*TEXTE À LIRE*.
Eveil trois fois – Pierre Dhainaut

Eveil trois fois

Pierre Dhainaut

Les Carnets du Douayeuf (2024)

Note de lecture à paraître in Poésie sur Seine

             Ce court recueil, solidement construit, est divisé en trois sections de 6 huitains en vers libres, chacune d’elles commençant par les mêmes mots, qui pourraient leur servir de titre : I. A l’écart, à l’étroit ; II. Eveil, le juste éveil ; III. Ouvrir les yeux, ouvrir.

         Nous pourrions mettre ces 18 poèmes en regard de ces mots de Montaigne à propos de la poésie : « Quiconque en discerne la beauté, d’une vue ferme et rassise, il ne la voit pas, non plus que la splendeur de l’éclair, elle ne pratique point notre jugement, elle le ravit et le ravage ». Et en effet, dans ce recueil, qu’est-ce que la beauté qui nous ravit et nous ravage, dans l’éveil du regard et des sens, et dans celui de la conscience, sinon un nouveau souffle qui permet au poète de dédier le nom de « neige » à la nuit inconnue, un murmure, tumulte, ruissellement, lumière, / sur les galets, ou encore un rayon / qui semble émaner d’une déchirure / des rideaux rouges ? Ou bien encore, ouvrant les yeux, sans souci des questions ni d’aucune réponse, le pouvoir de capturer, plus lent, plus / vif, ce vacillement d’astres / et pour chacun imaginer un nom ?

         Ces pages, où le poète semble tout d’abord déplorer que (son) regard ait perdu le pouvoir d’élargir la perspective, où il lui faut ouvrir en ces couloirs / l’opaque dans lequel nous allons tâtonnant, s’éclairent cependant, de texte en texte, de cette tenace volonté d’aller, par-delà le poème, air libre, grand arbre, / en plein poème. Il s’agit, dans ces pages, de s’inscrire dans les pages ferventes de l’adhésion au monde, d’être tout entier en contact avec un pur Dehors que traversent courants d’énergie, fluxions et fluctuations. On y entend, basse obstinée, comme un balbutiement têtu où s’esquisse une phrase que pousse la suivante, celui d’un cœur battant qui appelle à l’aide, mais travaille pourtant à abattre un à un les murs pour rejoindre / le chœur des souffles. Balbutiement d’une parole qui se cherche, émerge du silence et s’affermit, conduite par le souffle que prolonge la main qui se dévoue et bientôt ne contient plus traces de ténèbres. Parole informulée d’abord, remerciant / ce que l’horizon lui réserve, bousculant en nous, comme instinctivement, de la pensée enfouie, et perçant lentement à travers les stratifications d’un autre règne. Quelque chose qui ne cesse pas de murmurer, dans les basses, au plus près de soi quand soi n’est plus que vide, n’est plus dedans. Ou plutôt que le dedans est dehors, eaux secrètes qui vont s’ajustant aux pierres d’un torrent souterrain, frêles eaux qui, obstinées, poursuivent leur cours. C’est cela que l’on entend, tout au long de ces pages, cela qui fait signe, sous l’immaculé de la neige, ce mot si cher à Pierre Dhainaut, vers d’autres flocons, d’autres splendeurs, / qui nous échappent, qui se confient au temps/ pour ne pas fondre.

*LIGNES FOURNIES*.

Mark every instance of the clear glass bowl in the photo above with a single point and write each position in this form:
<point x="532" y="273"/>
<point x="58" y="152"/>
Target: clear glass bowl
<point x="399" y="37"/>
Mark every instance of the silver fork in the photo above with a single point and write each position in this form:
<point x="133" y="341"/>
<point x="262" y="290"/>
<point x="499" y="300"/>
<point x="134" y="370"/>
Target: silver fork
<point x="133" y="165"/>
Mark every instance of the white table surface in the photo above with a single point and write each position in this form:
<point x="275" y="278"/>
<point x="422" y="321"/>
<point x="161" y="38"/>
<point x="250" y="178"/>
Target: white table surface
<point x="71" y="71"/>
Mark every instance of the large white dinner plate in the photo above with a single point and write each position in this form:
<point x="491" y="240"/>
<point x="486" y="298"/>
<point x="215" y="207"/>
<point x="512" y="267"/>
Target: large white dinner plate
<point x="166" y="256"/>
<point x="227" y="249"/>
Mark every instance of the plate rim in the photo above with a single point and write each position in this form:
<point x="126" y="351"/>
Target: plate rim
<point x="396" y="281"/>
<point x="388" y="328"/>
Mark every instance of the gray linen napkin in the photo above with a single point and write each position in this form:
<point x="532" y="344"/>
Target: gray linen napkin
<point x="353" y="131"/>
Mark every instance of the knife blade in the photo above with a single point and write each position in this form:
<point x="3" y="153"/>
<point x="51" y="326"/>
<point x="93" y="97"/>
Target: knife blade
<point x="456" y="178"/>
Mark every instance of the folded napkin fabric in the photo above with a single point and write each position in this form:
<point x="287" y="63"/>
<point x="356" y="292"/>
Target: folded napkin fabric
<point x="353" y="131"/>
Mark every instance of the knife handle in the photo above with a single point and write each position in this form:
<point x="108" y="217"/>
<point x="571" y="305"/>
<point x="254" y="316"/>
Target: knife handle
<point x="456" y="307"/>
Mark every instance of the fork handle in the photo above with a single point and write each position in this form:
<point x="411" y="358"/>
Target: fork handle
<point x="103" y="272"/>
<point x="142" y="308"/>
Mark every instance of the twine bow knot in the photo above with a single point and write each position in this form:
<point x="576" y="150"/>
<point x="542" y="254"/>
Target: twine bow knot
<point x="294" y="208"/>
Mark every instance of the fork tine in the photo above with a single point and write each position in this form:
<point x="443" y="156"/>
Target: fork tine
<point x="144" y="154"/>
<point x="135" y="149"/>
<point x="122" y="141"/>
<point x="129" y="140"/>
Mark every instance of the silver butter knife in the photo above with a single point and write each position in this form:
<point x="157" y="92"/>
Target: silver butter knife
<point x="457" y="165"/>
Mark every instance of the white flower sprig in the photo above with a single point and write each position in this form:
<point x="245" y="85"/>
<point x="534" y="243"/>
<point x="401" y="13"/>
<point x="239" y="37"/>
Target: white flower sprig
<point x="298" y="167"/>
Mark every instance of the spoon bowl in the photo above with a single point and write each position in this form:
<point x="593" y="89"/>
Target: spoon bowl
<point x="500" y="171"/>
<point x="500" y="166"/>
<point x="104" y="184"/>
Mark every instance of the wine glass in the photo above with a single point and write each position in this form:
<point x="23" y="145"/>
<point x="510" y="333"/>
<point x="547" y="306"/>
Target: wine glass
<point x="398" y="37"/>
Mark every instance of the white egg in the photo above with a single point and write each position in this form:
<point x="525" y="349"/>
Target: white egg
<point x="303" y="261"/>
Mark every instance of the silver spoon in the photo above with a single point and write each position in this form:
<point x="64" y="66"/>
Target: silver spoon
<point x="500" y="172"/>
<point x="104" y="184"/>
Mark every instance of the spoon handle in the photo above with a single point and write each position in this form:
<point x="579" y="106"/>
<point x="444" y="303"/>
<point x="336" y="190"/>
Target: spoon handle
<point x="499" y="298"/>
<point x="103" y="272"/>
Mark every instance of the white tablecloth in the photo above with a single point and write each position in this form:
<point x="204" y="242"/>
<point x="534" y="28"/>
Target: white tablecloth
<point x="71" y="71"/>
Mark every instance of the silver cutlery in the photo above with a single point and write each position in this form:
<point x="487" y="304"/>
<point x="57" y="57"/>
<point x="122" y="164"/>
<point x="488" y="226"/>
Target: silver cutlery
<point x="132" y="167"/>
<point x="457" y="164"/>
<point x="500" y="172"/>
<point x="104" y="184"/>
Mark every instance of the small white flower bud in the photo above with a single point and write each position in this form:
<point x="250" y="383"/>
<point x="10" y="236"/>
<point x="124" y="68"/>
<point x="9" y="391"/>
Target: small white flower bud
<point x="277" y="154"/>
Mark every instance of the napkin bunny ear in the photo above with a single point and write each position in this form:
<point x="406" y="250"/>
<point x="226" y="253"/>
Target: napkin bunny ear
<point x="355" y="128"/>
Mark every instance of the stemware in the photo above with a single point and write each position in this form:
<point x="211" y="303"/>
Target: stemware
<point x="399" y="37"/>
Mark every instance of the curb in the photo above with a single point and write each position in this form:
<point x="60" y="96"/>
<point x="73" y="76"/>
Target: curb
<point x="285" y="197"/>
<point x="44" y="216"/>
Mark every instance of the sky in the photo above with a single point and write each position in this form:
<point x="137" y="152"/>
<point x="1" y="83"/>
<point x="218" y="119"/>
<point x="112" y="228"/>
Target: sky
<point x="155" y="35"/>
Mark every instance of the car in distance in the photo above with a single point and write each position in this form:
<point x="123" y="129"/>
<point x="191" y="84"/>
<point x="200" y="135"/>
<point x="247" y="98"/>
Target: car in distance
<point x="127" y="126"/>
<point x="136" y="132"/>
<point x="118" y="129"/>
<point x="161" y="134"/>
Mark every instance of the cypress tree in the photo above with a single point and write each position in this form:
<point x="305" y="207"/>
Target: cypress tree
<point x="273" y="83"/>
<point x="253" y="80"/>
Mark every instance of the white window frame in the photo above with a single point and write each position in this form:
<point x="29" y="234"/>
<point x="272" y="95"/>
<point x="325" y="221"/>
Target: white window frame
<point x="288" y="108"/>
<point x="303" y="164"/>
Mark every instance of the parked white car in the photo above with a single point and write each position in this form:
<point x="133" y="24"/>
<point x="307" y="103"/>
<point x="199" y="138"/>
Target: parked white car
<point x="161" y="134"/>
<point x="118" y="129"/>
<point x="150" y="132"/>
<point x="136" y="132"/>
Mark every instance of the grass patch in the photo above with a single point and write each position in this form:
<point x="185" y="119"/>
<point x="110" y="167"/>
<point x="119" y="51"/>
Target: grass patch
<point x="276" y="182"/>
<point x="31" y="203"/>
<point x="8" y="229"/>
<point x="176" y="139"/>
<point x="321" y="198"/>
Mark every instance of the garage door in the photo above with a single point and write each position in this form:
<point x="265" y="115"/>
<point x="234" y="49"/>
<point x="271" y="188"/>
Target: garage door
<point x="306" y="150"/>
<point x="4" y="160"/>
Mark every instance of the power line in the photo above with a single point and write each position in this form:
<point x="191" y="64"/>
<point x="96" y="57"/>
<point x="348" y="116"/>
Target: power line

*CONSIGNES*.
A - Relevez, dans la note de lecture sur Eveil trois fois, les mots qui ouvrent chacune des sections du recueil et pourraient leur servir de titre.
B - Reproduisez à l’identique le passage de la note de lecture qui commence par les mots « Nous pourrions mettre » et s’achève sur « imaginer un nom ? ».
C - Poursuivez la note de lecture sur Eveil trois fois en reprenant après sa dernière phrase.
Les lignes ci-dessus proviennent d’une autre source que la note de lecture.

*RÉSULTATS ATTENDUS*.
A -
I. A l’écart, à l’étroit
II. Eveil, le juste éveil
III. Ouvrir les yeux, ouvrir

B -
Nous pourrions mettre ces 18 poèmes en regard de ces mots de Montaigne à propos de la poésie : « Quiconque en discerne la beauté, d’une vue ferme et rassise, il ne la voit pas, non plus que la splendeur de l’éclair, elle ne pratique point notre jugement, elle le ravit et le ravage ». Et en effet, dans ce recueil, qu’est-ce que la beauté qui nous ravit et nous ravage, dans l’éveil du regard et des sens, et dans celui de la conscience, sinon un nouveau souffle qui permet au poète de dédier le nom de « neige » à la nuit inconnue, un murmure, tumulte, ruissellement, lumière, / sur les galets, ou encore un rayon / qui semble émaner d’une déchirure / des rideaux rouges ? Ou bien encore, ouvrant les yeux, sans souci des questions ni d’aucune réponse, le pouvoir de capturer, plus lent, plus / vif, ce vacillement d’astres / et pour chacun imaginer un nom ?

C -
         On trouvera, dans ces poèmes de Pierre Dhainaut, la résonance de sa voix si particulière dans ce que l’on peut lire par ailleurs. Peu de mots dans ces textes, mais la frappe rythmique d’une parole qui se refuse à désarmer, effet d’une sourde énergie, comme toujours réanimée à la flamme d’un sentiment (qui) se change en certitude, d’une syllabe (qui) existe, ou seulement d’une lettre inlassable / par quoi tout va reprendre essor. C’est ici une poésie presque « dégraissée » à l’extrême, qui sait se dispenser de tout « effet » et d’inutiles métaphores, comme aiguisée au feu d’une persévérance qui entend continuer à refuser d’être vaincue. Qui parie sur une requalification du langage et du monde. Qui opère presque en sourdine, mais dont la lumière tremblée, que le poète sait jamais définitivement acquise, parfois intermittente, lutte toujours avec la porte fermée des jours. Mais chaque année la bonne au jardin d’Eden, / il n’y a jamais eu de chute. Alors exempt de toute faute, et riche des trésors d’enfance, de l’innocence de la neige d’avant notre naissance, tenir encore, debout, nous disent les mots du poète qui nous invitent à rêver d’éveils et à nous réveiller aux rêves, et à penser demain comme un sourire ou bien demain encore.

         Tel est le rôle du poète Pierre Dhainaut qui, comme dans l’un de ses précédents ouvrages, Retour sur écoute :, écrit encore ici : deux points / plutôt que points de suspension / sous la pluie fine. Deux points, malgré tout ce qui poisse, et colle. Malgré l’âge, le temps, l’hiver et tous ses froids.